Start at the line containing "the terracotta flower" and transcribe every line exactly through the end of the records below, and only those lines.
-------- Input
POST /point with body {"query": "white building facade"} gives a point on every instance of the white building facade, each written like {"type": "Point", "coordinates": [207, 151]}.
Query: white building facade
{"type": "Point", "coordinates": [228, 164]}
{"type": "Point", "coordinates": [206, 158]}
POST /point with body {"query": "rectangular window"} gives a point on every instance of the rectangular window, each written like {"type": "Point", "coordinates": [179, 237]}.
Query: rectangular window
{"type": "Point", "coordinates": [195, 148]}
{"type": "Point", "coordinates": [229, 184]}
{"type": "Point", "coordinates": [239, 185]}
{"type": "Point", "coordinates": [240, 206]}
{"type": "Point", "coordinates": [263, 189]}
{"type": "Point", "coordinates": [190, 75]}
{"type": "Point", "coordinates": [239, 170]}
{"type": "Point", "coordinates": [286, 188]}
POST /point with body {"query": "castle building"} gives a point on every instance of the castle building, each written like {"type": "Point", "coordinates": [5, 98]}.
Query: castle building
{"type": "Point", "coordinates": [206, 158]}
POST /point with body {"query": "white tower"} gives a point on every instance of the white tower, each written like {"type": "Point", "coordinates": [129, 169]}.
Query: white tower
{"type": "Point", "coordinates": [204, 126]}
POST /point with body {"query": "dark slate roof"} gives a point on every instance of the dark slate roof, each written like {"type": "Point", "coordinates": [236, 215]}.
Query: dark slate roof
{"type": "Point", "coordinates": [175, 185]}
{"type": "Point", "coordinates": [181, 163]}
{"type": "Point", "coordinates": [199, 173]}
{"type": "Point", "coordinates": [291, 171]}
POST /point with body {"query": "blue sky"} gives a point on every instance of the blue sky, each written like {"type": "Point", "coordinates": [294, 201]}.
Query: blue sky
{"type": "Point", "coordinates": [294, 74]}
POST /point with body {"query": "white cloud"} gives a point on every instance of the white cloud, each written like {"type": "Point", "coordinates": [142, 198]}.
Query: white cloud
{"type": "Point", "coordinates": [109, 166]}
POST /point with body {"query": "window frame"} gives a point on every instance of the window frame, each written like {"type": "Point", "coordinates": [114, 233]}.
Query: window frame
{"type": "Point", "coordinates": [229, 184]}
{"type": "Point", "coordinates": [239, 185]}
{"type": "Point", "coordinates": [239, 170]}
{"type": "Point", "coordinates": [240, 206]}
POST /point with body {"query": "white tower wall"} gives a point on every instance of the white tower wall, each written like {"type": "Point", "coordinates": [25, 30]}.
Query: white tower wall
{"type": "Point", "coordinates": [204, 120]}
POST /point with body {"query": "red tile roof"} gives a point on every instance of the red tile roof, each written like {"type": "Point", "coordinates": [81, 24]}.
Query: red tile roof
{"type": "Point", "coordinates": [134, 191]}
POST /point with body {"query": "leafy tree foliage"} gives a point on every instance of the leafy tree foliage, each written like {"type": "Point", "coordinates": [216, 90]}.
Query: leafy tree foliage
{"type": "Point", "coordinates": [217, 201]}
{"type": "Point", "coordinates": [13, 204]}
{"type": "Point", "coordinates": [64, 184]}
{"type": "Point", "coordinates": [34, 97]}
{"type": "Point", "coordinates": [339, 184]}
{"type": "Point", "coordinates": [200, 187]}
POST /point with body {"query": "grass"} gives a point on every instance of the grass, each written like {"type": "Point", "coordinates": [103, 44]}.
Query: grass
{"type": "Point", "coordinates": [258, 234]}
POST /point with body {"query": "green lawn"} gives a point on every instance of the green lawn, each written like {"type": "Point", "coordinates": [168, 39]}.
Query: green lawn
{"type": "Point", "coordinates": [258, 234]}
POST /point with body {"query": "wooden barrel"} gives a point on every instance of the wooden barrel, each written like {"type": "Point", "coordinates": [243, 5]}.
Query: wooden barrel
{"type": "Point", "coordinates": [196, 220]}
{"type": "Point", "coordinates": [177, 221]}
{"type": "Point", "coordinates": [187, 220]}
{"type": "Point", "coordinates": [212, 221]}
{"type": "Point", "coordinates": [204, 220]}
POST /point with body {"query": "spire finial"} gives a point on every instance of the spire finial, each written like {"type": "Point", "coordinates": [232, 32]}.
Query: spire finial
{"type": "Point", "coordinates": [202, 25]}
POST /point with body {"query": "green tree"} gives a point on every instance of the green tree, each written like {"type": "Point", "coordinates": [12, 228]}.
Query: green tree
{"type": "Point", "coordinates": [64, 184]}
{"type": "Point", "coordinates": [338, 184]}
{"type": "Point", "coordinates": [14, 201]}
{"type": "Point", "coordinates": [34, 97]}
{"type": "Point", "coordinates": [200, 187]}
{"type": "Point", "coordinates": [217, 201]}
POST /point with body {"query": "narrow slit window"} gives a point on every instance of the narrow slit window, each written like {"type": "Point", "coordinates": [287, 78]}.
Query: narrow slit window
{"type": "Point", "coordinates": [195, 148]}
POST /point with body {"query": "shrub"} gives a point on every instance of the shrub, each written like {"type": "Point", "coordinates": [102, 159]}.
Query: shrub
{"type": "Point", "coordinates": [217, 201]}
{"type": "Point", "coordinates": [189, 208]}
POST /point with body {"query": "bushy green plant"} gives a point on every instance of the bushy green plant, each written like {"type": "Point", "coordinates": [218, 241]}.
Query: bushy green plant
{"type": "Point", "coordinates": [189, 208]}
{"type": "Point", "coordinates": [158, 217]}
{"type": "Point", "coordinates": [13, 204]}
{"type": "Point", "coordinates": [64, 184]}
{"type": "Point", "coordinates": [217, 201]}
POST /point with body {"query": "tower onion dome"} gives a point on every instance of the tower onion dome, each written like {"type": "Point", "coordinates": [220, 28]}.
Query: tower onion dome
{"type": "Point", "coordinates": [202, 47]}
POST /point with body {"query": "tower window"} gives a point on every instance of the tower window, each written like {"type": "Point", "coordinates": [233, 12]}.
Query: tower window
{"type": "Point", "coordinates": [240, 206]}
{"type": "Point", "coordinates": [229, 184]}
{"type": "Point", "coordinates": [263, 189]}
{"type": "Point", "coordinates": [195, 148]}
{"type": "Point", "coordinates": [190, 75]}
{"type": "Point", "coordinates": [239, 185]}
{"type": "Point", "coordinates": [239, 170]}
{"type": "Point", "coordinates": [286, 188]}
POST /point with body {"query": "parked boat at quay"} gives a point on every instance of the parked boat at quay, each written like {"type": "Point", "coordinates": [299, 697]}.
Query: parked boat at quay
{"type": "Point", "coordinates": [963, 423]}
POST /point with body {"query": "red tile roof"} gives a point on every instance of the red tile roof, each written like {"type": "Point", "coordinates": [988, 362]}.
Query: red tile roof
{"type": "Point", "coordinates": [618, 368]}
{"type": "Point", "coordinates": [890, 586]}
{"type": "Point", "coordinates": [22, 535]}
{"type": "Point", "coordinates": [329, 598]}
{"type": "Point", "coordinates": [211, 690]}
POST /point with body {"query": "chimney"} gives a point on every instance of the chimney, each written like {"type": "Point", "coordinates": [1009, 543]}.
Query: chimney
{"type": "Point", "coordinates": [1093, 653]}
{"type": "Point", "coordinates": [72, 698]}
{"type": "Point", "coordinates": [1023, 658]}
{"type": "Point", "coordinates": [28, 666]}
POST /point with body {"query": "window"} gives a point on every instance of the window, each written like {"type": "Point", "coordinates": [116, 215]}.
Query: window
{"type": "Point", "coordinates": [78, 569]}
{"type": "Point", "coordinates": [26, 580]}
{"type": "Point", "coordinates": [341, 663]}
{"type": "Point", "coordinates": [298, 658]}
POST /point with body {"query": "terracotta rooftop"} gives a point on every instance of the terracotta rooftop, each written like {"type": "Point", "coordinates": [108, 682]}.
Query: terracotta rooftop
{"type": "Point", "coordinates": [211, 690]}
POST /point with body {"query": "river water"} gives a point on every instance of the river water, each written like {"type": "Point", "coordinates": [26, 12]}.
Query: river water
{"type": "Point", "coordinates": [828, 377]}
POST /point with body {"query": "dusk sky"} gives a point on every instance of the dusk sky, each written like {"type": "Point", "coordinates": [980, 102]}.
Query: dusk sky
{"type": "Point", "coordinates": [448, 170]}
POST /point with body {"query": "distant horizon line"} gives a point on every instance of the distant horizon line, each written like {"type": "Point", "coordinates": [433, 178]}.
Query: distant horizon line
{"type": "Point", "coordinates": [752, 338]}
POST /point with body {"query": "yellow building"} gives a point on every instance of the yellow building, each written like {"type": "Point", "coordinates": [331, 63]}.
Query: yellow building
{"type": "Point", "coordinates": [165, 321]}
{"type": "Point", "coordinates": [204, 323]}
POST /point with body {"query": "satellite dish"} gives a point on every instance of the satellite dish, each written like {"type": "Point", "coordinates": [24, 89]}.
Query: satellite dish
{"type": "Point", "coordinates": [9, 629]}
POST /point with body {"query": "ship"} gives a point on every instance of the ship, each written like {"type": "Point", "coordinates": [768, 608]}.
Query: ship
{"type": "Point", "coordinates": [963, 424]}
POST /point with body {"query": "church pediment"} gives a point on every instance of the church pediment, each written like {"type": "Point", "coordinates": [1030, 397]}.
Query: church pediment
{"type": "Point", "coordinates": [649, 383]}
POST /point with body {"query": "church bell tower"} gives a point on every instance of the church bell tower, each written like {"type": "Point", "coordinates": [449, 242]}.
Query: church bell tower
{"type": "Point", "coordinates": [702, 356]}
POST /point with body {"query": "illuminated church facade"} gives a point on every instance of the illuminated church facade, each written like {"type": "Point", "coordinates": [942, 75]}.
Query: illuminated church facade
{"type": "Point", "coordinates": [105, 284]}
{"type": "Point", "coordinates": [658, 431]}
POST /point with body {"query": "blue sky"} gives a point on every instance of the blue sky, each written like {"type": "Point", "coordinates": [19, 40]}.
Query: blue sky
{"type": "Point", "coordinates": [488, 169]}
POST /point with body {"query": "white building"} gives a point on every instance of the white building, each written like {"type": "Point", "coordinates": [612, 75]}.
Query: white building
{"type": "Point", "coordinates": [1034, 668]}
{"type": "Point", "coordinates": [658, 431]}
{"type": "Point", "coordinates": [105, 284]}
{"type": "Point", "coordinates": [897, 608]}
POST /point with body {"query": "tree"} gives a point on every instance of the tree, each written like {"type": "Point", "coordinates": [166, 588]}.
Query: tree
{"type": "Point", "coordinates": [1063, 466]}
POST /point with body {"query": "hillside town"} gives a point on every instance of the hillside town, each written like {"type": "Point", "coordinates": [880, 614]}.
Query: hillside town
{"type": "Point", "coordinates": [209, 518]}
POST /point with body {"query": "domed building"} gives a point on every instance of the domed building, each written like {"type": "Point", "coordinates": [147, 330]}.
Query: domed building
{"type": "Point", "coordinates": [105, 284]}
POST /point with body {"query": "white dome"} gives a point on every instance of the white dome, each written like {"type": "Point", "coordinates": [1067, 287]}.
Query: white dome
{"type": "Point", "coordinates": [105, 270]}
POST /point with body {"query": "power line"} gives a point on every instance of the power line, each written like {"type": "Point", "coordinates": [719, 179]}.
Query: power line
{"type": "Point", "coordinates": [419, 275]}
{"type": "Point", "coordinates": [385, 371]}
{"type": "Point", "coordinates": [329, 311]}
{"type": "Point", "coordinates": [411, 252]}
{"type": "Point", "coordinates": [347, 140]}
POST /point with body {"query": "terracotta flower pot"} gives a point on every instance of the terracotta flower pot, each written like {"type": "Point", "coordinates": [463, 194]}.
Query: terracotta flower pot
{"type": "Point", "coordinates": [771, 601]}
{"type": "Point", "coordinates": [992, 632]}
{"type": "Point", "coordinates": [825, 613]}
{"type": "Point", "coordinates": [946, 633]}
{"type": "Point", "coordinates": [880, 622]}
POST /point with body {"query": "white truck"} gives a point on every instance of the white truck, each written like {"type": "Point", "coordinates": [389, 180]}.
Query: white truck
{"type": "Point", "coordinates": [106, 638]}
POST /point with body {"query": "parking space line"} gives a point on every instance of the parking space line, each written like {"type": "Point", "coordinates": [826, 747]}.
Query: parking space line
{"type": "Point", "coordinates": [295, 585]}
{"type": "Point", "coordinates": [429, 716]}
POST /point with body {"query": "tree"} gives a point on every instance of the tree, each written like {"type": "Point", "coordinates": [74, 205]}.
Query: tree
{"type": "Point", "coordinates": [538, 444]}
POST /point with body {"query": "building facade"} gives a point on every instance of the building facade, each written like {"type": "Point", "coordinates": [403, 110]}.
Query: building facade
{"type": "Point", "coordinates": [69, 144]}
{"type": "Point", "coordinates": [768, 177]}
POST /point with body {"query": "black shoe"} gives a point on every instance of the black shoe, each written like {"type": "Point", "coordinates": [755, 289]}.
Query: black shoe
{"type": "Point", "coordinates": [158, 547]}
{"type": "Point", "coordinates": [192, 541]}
----------------
__Reply__:
POST /point with body {"query": "terracotta flower pot"} gives a point on every instance of the terracotta flower pot, each written like {"type": "Point", "coordinates": [463, 194]}.
Query: terracotta flower pot
{"type": "Point", "coordinates": [771, 601]}
{"type": "Point", "coordinates": [992, 632]}
{"type": "Point", "coordinates": [825, 613]}
{"type": "Point", "coordinates": [946, 633]}
{"type": "Point", "coordinates": [880, 622]}
POST /point with body {"query": "white truck"} gives a point on every instance of the white truck, each written like {"type": "Point", "coordinates": [389, 180]}.
Query: white truck
{"type": "Point", "coordinates": [106, 638]}
POST /point with body {"query": "parking space line"} gives a point on every instance of the parking space line, each written like {"type": "Point", "coordinates": [826, 747]}.
Query: parking space line
{"type": "Point", "coordinates": [295, 585]}
{"type": "Point", "coordinates": [429, 716]}
POST /point with body {"query": "tree"} gives a point on every instance of the tree, each written like {"type": "Point", "coordinates": [74, 205]}.
Query: tree
{"type": "Point", "coordinates": [538, 444]}
POST /point with body {"query": "building facade"} gives a point on every instance of the building facade, each written like {"type": "Point", "coordinates": [403, 110]}.
Query: building facade
{"type": "Point", "coordinates": [69, 144]}
{"type": "Point", "coordinates": [768, 177]}
POST /point with body {"query": "black shoe"} gives a point on every instance of the black shoe, each written like {"type": "Point", "coordinates": [755, 289]}.
Query: black shoe
{"type": "Point", "coordinates": [158, 547]}
{"type": "Point", "coordinates": [192, 541]}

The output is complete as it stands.